What to work on: Please convert the lines below into a JSON list of strings, one string per line, skipping blank lines and leaving out the picture.

Extracted entries:
• • • • •
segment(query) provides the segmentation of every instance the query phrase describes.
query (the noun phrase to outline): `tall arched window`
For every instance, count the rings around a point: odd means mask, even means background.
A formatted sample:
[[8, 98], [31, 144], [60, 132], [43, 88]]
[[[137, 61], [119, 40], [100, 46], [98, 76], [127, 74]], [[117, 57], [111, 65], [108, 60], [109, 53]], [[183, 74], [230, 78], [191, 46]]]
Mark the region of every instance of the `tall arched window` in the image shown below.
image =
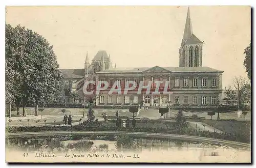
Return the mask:
[[190, 46], [189, 48], [189, 57], [188, 59], [189, 67], [193, 66], [193, 47], [192, 46]]
[[195, 55], [194, 55], [194, 67], [198, 66], [198, 57], [199, 57], [199, 48], [198, 46], [197, 45], [195, 48]]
• • • • •
Output:
[
  "segment(query) provides the segmentation of every instance the query phrase describes.",
  "query (the noun phrase to outline): `tall arched window`",
  "For every instance, count the rings around a point: odd means mask, even means background.",
  "A formatted sample:",
  "[[8, 98], [31, 144], [60, 132], [43, 88]]",
  "[[[137, 61], [119, 40], [100, 46], [98, 76], [127, 74]], [[117, 57], [111, 65], [108, 60], [109, 53]], [[183, 74], [230, 78], [191, 46]]]",
  "Mark the region of every instance of the `tall arched window` in the image shown below.",
  "image =",
  "Return the mask:",
  "[[190, 46], [189, 48], [189, 57], [188, 59], [189, 67], [193, 66], [193, 47], [192, 46]]",
  "[[195, 55], [194, 55], [194, 67], [198, 66], [198, 57], [199, 57], [199, 48], [198, 46], [197, 45], [195, 48]]"
]